_Text extract_
┄┄┄┄┄┄
Written by Fred Rydholm:
As stated, in 1987 I’d joined ISAC (the Institute for the Study of American Cultures). My good friend Warren Dexter encouraged me to attend the 1988 annual meeting in Columbus, Georgia. So June and I traveled down there.
It was here on that hot day in June that I first met Russell Burrows and became so enthralled by his story. It was not a case of believing it or disbelieving it, but just a matter of intense curiosity. Jack Ward spoke at the same meeting and both, to me, appeared to be straightforward and honest. I just couldn’t imagine anyone with such a strange wild story being willing to tell it to a group of scholars unless they thoroughly believed it themselves. And although the story alone would be hard to believe, yet it was backed up by hundreds of pictures taken by Virginia Hourigan and the statements of Dr. Warren Cook and my good friend Warren Dexter.
All they had mentioned were the many carved stones and the vast stonework, but I felt that there just had to be copper involved and possibly gold and silver.
I asked the question of Russell, “Did you find any metal in the cave?”
He hesitated just a moment and then said something to the effect that they had decided not to discuss metal at this time. I had my answer.
(Russell Burrows):
By 1988, I had made contact with Dr. Joseph Mahan, who runs things in the Institute for the Study of American Cultures (ISAC). I was invited to attend their spring seminar. I was very much surprised when Dr. Mahan invited me to speak at the seminar, but I agreed to do so.
It was there at that meeting that I made some of the most important contacts of my life with respect to Burrows’ Cave. One of these contacts was Dr. Cyclone Covey, a highly admired elderly gentleman. If anyone has anything bad to say about him they’re going to have to fight me.
It was at this seminar that I began to realize just how much opposition I really had and most of it seemed to be coming from the members of the Epigraphic Society who were present.
The Society’s vice-president at that time was Dr. Norman Totten. After looking at all the photos that Virginia Hourigan had with her, I heard him say that he could see nothing wrong with them. I also heard him say, while holding one of the artifacts in his hands, “I can’t see anything wrong with these things.”
┄┄┄┄┄┄
_Problems to solve_
#1 Retype the part of the ISAC meeting account that opens with the words containing "It was there" and closes with "to fight me.".
#2 How many lines of the records contain the string "frond"? Reply with the number only.
The records that come next are unrelated to the ISAC meeting account.
┄┄┄┄┄┄
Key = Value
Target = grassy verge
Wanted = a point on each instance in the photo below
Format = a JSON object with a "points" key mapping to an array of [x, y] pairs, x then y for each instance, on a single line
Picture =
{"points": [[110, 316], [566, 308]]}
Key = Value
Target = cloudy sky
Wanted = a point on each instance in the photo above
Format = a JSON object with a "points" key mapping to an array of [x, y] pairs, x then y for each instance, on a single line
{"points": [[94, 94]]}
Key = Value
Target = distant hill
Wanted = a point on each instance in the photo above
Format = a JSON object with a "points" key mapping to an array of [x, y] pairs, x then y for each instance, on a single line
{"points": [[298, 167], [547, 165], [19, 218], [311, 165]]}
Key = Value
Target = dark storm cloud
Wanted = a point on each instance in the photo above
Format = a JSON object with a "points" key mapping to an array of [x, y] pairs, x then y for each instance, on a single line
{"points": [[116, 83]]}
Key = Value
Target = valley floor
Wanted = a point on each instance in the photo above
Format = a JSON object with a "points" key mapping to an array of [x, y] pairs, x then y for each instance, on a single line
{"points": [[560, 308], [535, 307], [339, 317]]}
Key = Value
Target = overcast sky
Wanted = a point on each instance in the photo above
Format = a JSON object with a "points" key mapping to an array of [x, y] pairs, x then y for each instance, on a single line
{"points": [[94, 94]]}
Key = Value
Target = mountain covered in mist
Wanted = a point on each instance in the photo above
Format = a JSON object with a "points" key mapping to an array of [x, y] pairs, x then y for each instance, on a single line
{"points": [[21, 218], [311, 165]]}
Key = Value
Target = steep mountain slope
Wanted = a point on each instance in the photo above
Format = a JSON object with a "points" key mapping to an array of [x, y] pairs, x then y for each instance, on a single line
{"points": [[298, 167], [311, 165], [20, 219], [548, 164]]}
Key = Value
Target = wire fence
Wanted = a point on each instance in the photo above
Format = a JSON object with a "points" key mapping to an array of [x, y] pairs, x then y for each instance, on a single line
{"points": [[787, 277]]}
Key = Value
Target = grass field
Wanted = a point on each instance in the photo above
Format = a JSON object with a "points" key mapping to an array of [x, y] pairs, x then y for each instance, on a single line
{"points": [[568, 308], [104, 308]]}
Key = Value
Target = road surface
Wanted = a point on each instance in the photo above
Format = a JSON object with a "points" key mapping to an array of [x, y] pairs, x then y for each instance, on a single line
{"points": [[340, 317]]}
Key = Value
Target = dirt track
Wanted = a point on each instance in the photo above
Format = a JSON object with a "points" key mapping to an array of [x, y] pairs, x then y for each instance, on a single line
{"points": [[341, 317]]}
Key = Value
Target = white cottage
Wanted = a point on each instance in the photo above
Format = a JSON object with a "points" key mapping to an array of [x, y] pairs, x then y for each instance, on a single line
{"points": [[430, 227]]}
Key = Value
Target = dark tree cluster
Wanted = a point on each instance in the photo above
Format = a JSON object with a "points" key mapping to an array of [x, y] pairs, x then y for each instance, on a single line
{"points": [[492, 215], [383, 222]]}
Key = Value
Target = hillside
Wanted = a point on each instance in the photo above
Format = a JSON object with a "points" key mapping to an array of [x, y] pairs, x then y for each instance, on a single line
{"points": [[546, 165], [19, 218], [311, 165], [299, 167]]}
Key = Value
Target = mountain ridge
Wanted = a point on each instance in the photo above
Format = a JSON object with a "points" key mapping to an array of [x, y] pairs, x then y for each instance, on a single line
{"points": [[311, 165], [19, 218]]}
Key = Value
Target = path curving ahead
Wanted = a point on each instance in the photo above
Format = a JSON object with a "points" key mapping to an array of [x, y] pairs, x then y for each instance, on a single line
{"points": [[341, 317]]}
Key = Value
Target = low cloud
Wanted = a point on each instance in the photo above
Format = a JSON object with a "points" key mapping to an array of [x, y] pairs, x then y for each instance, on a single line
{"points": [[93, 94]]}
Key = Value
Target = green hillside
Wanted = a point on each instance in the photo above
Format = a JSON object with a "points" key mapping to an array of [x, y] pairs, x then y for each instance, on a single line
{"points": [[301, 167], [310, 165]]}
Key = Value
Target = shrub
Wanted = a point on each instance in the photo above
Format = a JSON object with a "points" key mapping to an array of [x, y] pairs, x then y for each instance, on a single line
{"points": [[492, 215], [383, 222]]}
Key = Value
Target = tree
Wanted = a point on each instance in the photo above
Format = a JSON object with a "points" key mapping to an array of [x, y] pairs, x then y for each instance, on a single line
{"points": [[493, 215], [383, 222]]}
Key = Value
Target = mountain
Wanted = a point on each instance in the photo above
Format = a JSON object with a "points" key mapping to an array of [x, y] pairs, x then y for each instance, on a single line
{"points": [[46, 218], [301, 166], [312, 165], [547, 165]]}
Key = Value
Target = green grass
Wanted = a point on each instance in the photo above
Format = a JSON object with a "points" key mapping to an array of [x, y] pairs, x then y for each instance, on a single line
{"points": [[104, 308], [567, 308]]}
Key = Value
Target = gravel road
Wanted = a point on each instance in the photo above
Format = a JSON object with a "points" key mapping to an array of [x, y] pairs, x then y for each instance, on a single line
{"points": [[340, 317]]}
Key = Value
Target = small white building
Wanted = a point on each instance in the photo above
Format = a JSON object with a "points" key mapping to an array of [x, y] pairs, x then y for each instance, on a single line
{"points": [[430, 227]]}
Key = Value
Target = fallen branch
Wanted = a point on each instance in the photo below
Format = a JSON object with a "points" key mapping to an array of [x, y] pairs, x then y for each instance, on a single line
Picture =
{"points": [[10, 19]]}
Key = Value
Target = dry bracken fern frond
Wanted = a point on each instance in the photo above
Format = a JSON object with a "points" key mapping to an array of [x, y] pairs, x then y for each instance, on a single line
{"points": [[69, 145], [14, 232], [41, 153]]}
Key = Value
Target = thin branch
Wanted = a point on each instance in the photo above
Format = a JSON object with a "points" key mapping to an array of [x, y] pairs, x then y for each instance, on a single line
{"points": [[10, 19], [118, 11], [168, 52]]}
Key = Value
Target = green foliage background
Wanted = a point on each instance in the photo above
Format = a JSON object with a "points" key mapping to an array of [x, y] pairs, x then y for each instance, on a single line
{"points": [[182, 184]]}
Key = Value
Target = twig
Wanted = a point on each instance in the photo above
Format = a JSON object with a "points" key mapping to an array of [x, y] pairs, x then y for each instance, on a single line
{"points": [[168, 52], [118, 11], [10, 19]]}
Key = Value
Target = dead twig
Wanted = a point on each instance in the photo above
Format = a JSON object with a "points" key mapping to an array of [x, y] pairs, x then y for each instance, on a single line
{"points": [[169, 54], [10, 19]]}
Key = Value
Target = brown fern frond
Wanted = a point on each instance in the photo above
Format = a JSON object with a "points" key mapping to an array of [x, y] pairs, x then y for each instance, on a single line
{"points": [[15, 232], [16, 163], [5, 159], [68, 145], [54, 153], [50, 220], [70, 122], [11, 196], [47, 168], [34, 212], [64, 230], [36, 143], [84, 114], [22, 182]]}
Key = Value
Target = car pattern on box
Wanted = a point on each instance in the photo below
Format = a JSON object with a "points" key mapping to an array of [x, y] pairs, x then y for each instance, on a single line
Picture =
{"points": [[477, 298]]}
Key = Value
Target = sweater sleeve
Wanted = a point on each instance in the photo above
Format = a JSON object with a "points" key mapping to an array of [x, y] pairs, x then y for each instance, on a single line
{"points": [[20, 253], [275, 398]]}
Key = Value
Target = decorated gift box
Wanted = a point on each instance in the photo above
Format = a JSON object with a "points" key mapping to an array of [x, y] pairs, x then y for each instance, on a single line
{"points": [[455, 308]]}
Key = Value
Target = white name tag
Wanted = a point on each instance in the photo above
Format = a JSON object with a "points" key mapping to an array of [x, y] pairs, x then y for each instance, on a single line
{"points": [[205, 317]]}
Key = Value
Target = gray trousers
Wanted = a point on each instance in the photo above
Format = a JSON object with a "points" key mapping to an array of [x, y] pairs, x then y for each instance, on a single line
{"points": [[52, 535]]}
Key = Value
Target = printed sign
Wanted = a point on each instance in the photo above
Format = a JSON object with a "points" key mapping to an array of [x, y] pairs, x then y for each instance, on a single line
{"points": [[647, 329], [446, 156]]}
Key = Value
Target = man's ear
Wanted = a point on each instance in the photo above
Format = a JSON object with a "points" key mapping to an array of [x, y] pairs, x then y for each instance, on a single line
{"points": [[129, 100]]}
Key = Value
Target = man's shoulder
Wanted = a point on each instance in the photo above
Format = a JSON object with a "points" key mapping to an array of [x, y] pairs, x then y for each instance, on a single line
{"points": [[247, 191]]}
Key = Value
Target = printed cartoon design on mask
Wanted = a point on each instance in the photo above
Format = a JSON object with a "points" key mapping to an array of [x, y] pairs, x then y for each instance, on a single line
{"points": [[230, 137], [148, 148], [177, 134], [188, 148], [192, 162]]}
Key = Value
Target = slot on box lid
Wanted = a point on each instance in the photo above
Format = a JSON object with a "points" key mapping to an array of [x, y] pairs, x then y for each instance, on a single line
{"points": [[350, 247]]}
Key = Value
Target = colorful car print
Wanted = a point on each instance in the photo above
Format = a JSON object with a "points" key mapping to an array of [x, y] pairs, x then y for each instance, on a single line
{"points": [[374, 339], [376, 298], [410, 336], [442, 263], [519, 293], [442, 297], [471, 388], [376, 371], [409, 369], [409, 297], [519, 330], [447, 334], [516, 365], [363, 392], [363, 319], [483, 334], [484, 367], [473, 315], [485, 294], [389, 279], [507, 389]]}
┄┄┄┄┄┄
_Answers by task_
#1
It was there at that meeting that I made some of the most important contacts of my life with respect to Burrows’ Cave. One of these contacts was Dr. Cyclone Covey, a highly admired elderly gentleman. If anyone has anything bad to say about him they’re going to have to fight me.

#2 2